Excerpts of bounding box data:
_ _ _
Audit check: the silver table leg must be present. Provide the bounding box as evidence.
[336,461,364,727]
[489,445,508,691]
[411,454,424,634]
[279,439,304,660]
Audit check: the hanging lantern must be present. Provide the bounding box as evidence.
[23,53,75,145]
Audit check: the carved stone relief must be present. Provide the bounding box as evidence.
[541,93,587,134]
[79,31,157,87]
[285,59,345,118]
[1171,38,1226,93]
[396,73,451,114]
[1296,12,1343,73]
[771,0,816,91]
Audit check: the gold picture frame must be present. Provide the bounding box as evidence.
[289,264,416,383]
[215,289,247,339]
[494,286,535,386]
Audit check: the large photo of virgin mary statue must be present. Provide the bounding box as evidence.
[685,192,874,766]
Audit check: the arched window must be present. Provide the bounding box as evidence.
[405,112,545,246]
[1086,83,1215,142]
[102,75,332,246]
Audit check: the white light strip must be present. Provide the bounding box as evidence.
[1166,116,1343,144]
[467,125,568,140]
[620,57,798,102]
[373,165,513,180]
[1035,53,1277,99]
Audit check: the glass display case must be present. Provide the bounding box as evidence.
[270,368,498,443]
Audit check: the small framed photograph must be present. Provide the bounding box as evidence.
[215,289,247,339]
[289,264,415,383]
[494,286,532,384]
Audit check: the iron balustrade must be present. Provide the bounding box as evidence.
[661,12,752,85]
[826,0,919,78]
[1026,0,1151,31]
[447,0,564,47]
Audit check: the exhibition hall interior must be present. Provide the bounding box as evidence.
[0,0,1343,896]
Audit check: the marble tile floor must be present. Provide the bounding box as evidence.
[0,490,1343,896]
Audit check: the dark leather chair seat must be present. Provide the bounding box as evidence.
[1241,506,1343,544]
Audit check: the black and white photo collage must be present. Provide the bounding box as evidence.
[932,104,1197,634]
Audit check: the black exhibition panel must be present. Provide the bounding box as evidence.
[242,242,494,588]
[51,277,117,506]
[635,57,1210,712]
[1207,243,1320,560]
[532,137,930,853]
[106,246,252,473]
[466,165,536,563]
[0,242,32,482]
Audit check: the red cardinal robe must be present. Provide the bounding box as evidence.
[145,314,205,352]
_ _ _
> **Brief**
Copy out every one of the entries above word for word, changing nothing.

> **Finished exercise**
Audit check: the silver table leg must be present. Provide the bounding box as evidence.
[336,461,364,727]
[489,445,508,691]
[411,454,424,634]
[279,439,304,660]
Audit check: the hanging lantern must be present. Provide the bounding box as evidence.
[23,53,75,145]
Audit check: the carved stone relief must be present. Provide the bounding box as evidence.
[541,93,587,134]
[79,31,157,87]
[285,59,345,118]
[1171,38,1226,93]
[396,73,451,114]
[1296,12,1343,73]
[771,0,816,91]
Audit check: the gold picture frame must be present. Provide the bounding box as evidence.
[289,264,416,383]
[215,289,247,339]
[494,286,535,386]
Audit check: the large photo of virgin mary statue must be present. Provide the bounding box as evidence.
[685,192,874,766]
Audit check: the arched window must be present. Provide the bounding box as evidence.
[405,112,545,246]
[1086,83,1215,142]
[102,75,332,246]
Audit check: the white light strip must be present. Provide the bounding box as evidence.
[1166,116,1343,144]
[467,125,568,140]
[620,57,798,102]
[373,165,513,180]
[1035,53,1277,99]
Audit check: the glass display case must be present. Provide the bounding box as evidence.
[270,368,498,443]
Audit check: the small framed photograph must be present. Provide the bounding box as evidence.
[215,289,247,339]
[289,264,415,383]
[494,286,532,384]
Audit check: the iron balustrade must be present. Provide the bounding box as evidence.
[661,12,752,85]
[826,0,919,78]
[1026,0,1151,31]
[447,0,564,47]
Audit check: the exhibition hall interior must be present. Provide the bounding box as evidence.
[0,0,1343,896]
Audit check: the marble tile floor must be present. Provide the bounding box as evidence.
[0,490,1343,896]
Audit check: the dark leather chair seat must be present. Provide the bounding box as evidence.
[1241,506,1343,544]
Audit check: the black and white photo collage must be present. Provide the bounding box as evidence.
[932,104,1197,634]
Audit check: the black exhibition panel must be present. Provide the bounding box as evidence.
[242,242,494,588]
[51,277,117,506]
[635,57,1210,712]
[1207,243,1320,560]
[532,137,930,853]
[106,246,252,473]
[466,165,536,563]
[0,242,32,482]
Audit check: the red cardinal robe must be present. Provide the bounding box as evidence.
[145,314,205,352]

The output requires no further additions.